--- Available data ---

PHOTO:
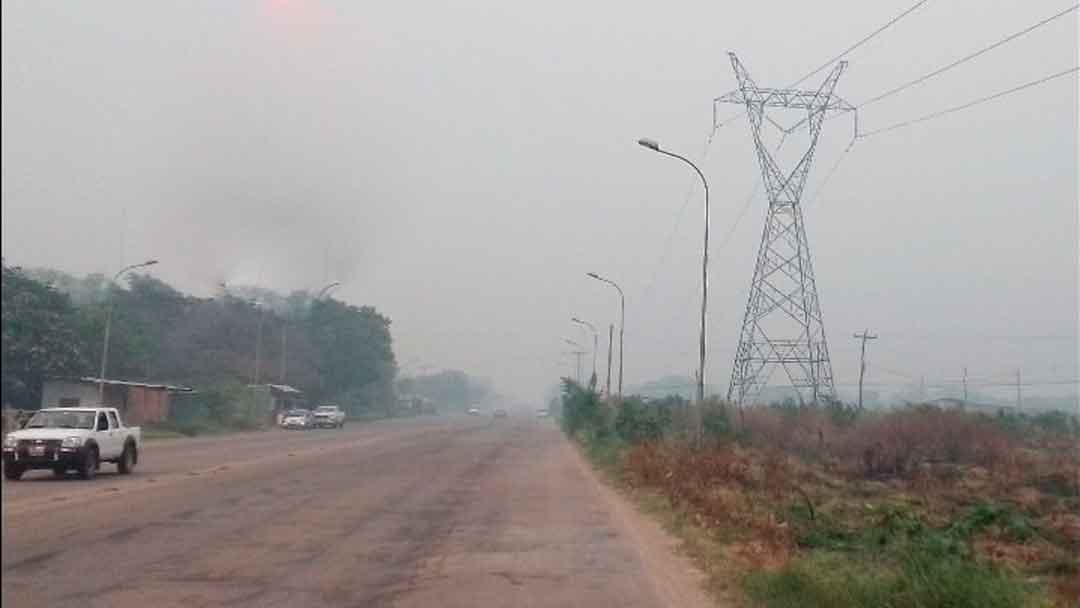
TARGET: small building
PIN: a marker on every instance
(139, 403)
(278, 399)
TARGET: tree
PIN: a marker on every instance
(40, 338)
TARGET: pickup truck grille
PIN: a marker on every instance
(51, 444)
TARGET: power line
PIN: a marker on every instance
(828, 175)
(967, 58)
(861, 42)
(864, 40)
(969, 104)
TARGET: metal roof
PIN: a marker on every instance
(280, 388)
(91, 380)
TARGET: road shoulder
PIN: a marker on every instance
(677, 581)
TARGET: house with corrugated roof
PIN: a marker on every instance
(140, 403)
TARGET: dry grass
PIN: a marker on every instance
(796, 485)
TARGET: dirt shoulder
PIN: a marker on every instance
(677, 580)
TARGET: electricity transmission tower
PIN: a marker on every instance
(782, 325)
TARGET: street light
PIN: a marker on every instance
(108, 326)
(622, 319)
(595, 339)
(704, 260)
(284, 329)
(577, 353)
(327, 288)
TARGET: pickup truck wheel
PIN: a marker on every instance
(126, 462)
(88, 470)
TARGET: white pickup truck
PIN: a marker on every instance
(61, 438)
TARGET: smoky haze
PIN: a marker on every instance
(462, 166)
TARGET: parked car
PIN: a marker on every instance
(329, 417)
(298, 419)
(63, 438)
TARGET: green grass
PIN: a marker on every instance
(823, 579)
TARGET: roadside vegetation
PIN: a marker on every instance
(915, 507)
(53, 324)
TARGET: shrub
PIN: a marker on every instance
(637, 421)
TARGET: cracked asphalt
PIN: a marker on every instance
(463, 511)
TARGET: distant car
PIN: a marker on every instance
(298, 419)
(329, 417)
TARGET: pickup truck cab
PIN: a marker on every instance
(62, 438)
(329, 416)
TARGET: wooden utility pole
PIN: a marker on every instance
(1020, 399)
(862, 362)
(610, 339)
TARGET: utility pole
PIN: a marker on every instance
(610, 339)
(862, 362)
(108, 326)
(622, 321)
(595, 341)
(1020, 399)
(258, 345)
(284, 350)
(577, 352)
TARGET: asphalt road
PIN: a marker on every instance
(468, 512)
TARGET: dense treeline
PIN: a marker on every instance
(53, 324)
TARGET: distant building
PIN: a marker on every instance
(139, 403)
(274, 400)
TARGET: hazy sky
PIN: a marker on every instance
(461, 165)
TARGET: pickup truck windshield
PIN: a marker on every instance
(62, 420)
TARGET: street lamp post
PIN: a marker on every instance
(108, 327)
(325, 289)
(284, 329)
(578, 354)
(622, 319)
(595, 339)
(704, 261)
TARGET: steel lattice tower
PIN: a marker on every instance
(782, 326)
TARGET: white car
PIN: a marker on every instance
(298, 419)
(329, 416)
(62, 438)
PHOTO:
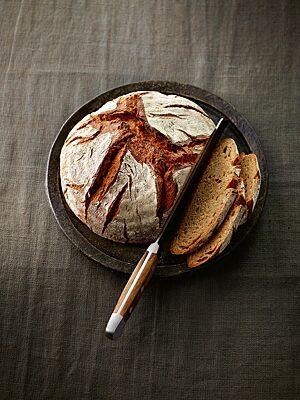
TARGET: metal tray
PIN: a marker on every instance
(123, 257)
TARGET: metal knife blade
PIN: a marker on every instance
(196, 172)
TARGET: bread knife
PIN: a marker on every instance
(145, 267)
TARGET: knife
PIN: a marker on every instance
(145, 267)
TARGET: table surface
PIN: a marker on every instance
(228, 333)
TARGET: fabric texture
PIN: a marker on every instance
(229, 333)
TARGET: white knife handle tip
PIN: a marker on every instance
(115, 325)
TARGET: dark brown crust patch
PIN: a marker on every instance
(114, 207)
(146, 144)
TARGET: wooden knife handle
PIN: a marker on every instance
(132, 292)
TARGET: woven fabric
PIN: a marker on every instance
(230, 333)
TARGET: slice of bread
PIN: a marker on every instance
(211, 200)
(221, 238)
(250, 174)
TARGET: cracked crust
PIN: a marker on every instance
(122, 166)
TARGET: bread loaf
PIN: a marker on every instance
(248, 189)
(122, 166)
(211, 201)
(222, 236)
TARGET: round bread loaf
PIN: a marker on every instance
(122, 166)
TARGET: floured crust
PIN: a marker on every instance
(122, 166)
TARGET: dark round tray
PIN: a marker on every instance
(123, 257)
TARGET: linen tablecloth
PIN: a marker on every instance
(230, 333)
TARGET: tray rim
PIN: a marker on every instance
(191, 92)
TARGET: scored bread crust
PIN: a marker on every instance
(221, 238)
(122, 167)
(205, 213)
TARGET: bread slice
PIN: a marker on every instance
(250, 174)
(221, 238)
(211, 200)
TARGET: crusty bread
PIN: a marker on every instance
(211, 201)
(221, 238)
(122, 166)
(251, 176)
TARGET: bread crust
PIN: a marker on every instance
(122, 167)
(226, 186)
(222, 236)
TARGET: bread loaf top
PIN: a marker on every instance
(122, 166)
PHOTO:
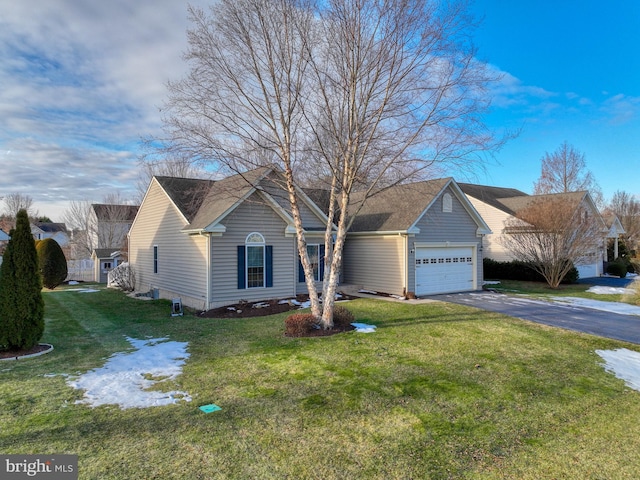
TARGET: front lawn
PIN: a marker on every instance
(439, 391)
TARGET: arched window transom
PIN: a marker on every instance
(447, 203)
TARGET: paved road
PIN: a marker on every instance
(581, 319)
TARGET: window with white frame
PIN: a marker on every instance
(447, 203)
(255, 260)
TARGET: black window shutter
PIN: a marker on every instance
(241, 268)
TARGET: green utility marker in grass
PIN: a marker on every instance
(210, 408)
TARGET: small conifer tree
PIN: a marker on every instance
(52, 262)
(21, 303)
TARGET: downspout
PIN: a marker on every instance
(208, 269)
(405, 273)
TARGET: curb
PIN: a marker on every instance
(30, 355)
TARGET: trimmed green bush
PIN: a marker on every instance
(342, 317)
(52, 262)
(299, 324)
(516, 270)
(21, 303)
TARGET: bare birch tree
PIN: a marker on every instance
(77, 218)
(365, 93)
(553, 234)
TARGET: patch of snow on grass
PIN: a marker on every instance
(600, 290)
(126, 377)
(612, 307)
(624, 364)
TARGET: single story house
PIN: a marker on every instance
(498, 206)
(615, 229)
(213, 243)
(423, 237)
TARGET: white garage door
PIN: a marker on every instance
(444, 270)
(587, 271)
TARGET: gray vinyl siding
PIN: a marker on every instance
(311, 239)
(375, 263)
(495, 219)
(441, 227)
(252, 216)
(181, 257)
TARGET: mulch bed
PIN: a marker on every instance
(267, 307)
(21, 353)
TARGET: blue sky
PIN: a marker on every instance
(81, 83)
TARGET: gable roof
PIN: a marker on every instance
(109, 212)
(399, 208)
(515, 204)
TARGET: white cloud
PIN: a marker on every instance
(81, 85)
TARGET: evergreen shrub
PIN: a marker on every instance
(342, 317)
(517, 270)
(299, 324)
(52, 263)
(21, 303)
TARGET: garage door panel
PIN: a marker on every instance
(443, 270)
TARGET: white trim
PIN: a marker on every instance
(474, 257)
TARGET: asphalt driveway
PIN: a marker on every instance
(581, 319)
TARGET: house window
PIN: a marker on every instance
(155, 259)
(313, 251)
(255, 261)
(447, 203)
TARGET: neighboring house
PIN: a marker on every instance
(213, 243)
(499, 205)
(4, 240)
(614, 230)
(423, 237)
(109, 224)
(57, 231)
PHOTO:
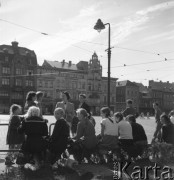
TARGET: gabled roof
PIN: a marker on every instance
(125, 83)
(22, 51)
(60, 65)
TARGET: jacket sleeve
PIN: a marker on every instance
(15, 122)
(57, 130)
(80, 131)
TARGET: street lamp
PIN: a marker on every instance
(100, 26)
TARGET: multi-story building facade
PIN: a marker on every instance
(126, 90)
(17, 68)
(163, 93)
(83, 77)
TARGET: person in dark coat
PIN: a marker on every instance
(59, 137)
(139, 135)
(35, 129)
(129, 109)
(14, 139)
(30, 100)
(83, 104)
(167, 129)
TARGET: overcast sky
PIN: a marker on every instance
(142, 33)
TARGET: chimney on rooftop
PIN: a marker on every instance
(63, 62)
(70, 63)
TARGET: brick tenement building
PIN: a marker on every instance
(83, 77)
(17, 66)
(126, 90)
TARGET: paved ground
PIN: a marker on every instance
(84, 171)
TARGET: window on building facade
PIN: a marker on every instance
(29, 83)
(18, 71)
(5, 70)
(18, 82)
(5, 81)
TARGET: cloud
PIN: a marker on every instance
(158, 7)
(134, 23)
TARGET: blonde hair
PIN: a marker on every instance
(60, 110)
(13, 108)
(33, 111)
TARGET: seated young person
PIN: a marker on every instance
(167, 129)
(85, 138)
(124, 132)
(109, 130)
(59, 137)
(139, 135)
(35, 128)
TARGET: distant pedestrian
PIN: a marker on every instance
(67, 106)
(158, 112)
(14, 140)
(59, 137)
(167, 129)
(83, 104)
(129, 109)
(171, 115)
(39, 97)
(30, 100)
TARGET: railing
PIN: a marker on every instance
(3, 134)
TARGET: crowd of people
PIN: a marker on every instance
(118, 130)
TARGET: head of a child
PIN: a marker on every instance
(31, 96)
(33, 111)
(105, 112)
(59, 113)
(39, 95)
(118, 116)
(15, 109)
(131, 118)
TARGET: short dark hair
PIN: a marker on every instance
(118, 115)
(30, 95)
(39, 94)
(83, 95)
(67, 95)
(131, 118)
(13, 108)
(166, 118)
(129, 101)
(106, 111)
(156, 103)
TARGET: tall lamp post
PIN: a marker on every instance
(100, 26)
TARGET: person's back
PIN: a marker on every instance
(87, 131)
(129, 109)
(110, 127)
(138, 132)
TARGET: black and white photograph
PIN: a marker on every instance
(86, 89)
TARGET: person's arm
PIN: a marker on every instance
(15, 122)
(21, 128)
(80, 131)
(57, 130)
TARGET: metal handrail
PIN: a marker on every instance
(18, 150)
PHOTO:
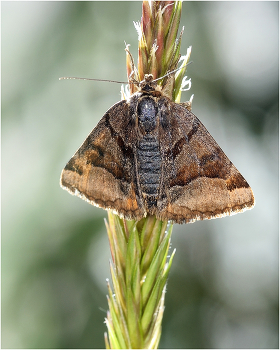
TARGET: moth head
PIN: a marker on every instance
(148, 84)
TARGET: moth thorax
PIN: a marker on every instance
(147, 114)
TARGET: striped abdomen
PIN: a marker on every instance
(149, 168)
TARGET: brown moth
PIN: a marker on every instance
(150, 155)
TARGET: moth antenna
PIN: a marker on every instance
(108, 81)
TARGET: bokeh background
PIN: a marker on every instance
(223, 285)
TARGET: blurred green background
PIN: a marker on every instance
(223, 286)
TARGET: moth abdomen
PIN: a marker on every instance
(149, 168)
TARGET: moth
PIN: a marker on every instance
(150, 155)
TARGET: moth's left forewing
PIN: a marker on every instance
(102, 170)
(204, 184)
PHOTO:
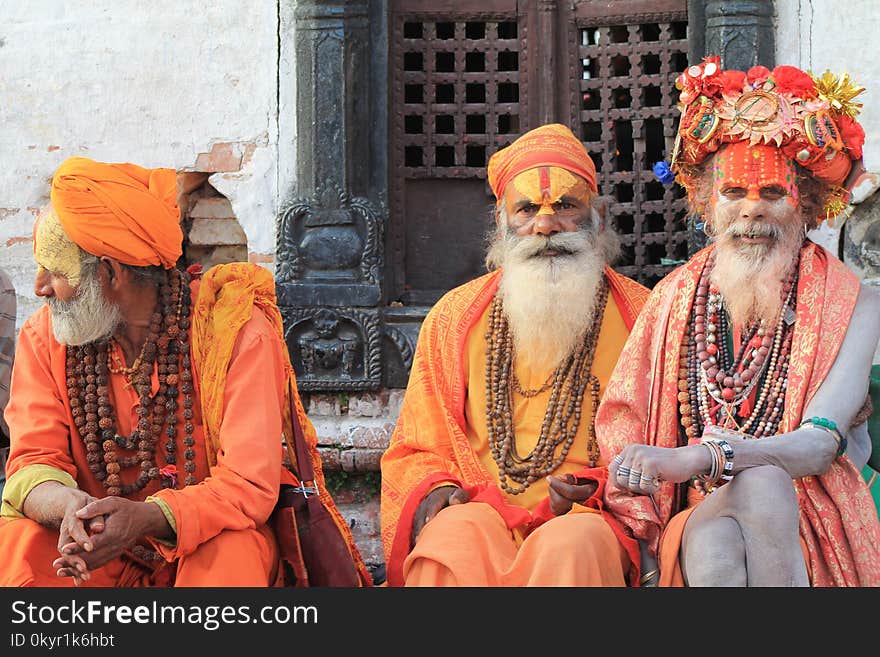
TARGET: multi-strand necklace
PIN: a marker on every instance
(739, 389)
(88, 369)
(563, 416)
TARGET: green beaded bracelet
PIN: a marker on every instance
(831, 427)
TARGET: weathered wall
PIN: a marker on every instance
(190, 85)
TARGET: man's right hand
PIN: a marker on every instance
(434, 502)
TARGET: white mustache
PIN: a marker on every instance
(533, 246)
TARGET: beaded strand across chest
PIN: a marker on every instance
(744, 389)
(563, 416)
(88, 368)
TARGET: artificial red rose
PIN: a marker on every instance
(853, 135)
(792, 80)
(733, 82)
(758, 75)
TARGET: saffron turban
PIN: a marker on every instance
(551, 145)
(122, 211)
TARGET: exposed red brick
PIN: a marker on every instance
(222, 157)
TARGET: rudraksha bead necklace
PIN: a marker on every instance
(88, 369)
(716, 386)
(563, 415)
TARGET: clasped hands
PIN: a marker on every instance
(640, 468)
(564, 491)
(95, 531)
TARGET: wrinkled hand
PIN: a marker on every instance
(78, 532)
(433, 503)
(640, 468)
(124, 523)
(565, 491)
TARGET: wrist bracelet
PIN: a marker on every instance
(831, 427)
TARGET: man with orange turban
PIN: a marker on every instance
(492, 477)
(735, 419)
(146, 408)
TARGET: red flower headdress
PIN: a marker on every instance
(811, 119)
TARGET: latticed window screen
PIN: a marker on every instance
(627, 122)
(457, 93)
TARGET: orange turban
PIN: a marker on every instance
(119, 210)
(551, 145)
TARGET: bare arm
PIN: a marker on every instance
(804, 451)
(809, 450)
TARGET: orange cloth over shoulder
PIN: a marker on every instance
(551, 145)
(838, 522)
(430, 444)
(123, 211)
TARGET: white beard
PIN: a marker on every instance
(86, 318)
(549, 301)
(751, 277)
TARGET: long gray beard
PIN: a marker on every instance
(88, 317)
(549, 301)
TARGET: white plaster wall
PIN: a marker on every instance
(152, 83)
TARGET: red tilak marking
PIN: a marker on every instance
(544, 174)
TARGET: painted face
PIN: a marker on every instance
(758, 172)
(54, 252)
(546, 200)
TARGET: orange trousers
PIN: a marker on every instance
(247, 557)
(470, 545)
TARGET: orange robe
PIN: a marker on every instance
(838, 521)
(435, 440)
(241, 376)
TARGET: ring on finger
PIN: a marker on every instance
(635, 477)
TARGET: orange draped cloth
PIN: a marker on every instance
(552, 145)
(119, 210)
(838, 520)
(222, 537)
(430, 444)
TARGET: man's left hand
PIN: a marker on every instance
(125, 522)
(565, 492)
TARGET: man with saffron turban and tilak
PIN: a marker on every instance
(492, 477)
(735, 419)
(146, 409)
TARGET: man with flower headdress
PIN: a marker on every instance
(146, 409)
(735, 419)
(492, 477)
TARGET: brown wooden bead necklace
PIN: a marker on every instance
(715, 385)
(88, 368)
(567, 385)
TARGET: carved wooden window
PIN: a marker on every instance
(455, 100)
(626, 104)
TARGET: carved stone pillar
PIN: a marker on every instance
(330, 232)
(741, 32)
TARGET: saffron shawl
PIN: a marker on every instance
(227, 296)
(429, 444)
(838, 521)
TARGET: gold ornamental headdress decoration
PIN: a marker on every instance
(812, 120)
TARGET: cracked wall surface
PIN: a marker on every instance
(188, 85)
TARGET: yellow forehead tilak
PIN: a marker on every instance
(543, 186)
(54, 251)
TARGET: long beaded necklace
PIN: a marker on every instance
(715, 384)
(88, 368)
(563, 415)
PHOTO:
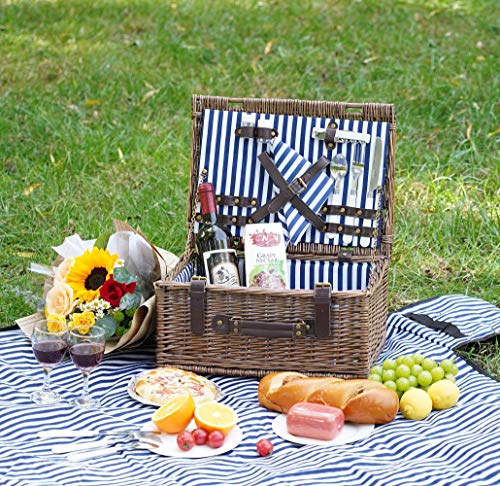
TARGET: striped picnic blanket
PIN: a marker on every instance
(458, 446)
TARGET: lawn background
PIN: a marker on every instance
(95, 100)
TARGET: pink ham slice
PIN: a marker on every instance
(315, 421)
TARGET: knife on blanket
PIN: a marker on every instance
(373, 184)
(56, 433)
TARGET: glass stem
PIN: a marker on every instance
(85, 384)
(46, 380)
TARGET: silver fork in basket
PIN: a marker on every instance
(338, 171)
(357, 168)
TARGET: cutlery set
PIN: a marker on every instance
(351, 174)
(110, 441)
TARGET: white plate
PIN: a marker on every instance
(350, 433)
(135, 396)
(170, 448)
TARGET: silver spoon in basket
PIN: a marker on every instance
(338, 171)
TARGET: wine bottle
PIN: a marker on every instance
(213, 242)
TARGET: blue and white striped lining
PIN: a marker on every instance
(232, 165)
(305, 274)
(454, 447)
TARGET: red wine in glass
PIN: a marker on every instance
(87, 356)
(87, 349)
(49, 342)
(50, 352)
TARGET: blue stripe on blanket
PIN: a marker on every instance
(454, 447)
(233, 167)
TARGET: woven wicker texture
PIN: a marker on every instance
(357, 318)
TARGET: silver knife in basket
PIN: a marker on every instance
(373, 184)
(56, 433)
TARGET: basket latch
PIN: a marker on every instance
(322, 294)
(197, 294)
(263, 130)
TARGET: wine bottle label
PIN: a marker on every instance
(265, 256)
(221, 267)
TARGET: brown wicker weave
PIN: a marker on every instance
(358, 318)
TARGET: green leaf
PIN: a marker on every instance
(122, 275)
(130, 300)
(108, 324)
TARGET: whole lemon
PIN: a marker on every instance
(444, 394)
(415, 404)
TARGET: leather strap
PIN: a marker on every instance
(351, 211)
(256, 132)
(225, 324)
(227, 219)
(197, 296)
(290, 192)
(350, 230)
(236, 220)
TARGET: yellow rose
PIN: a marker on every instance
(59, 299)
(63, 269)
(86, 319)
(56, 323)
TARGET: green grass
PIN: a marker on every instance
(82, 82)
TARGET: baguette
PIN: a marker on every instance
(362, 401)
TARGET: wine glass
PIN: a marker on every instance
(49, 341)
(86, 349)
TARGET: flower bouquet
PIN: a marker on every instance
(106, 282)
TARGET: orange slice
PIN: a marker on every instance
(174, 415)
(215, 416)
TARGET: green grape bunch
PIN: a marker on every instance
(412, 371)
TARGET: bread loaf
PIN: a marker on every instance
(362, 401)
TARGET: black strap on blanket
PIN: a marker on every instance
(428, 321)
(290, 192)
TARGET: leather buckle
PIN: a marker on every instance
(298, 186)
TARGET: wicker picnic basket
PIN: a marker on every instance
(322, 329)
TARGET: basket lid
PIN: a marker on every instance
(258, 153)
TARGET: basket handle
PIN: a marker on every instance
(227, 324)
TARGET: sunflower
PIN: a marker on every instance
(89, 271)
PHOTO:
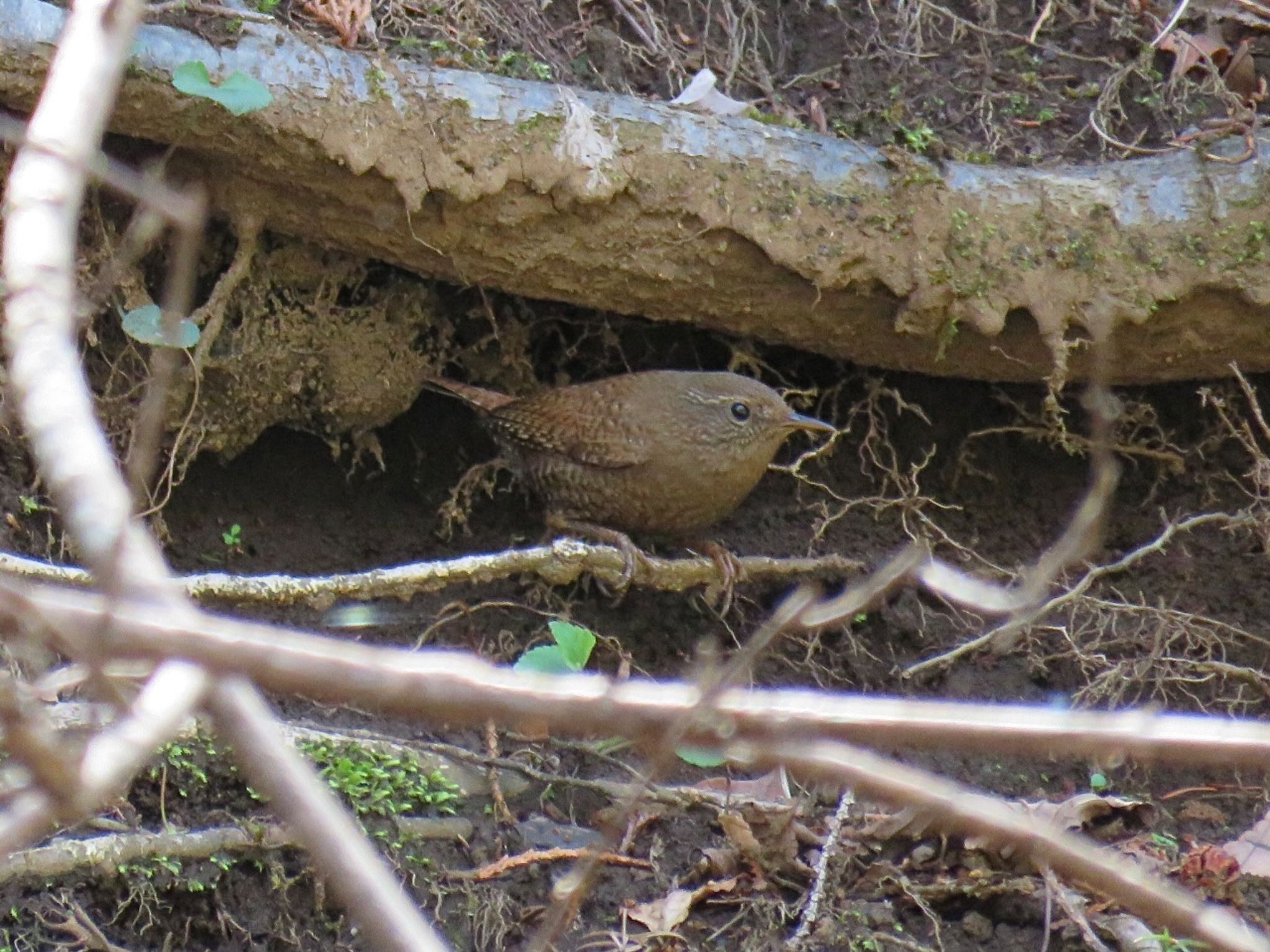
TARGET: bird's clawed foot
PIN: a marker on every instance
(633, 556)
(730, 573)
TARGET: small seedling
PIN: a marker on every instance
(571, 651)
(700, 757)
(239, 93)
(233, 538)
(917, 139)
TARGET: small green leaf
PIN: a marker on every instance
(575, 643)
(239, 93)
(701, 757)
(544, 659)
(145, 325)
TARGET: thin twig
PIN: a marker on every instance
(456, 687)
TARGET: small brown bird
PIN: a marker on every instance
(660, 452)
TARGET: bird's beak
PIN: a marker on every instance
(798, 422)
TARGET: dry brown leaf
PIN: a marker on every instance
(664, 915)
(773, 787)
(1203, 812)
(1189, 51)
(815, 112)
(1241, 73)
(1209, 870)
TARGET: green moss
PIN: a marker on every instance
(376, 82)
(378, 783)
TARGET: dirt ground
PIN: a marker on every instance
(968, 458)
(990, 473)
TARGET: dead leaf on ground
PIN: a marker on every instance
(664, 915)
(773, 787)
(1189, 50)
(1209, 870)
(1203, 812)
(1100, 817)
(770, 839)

---

## What you should do
Reproduce word for word the lines running from the line with "TARGET: wine glass" through the end of the data, both included, and nothing else; leave out the pictures.

## Final result
TARGET: wine glass
PIN: a marker on every instance
(49, 341)
(86, 349)
TARGET: flower bouquet
PIN: a marker on every instance
(106, 282)
TARGET: orange slice
PIN: a marker on every instance
(174, 415)
(215, 416)
TARGET: green grape bunch
PIN: a marker on every instance
(412, 371)
TARGET: bread loaf
PIN: a marker on every instance
(362, 401)
TARGET: black strap on blanket
PIN: a marker on every instance
(428, 321)
(290, 192)
TARGET: leather buckle
PIN: a marker on every instance
(298, 186)
TARGET: wicker picnic basket
PIN: a marker on every instance
(322, 329)
TARGET: basket lid
PIN: a marker on every instance
(258, 153)
TARGET: basket handle
PIN: a marker on every instance
(227, 324)
TARGET: sunflower
PIN: a marker on every instance
(89, 271)
PHOTO:
TARGET: bird's clawed foot
PIN: a marker on every instance
(633, 556)
(730, 573)
TARGET: small seedling
PIN: a marker on every instance
(571, 651)
(700, 757)
(239, 93)
(233, 538)
(917, 139)
TARGET: small green leaf
PIN: a marker on every instance
(575, 643)
(239, 93)
(701, 757)
(544, 659)
(145, 325)
TARGET: thin twig
PIN: a marker on every instance
(456, 687)
TARGET: small brown bird
PIN: a marker on every instance
(660, 452)
TARGET: bird's beak
PIN: a marker on every instance
(798, 422)
TARGET: dry brown leaf
PIN: a marker on every instance
(664, 915)
(773, 787)
(1203, 812)
(1189, 51)
(815, 112)
(1241, 73)
(1209, 870)
TARGET: green moss
PIN: a marker on every instance
(376, 82)
(378, 783)
TARGET: dirt ground
PIN: a marker on every instance
(968, 458)
(990, 473)
TARGET: dead leaf on ground
PIN: a marker on every instance
(664, 915)
(773, 787)
(1189, 50)
(1209, 870)
(1203, 812)
(1100, 817)
(770, 839)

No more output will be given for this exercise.